## The exercise:
Arrange the entries as a numbered list, leaving out any blank lines.
++++++++
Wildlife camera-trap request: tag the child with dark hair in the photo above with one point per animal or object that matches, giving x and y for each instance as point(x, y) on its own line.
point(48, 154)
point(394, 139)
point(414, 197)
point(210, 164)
++++++++
## Result of this exercise:
1. Wildlife camera-trap request: tag the child with dark hair in the photo above with one point per animal or object that matches, giving x and y for each instance as point(x, y) on its own line.
2. point(48, 154)
3. point(394, 139)
4. point(414, 197)
5. point(210, 164)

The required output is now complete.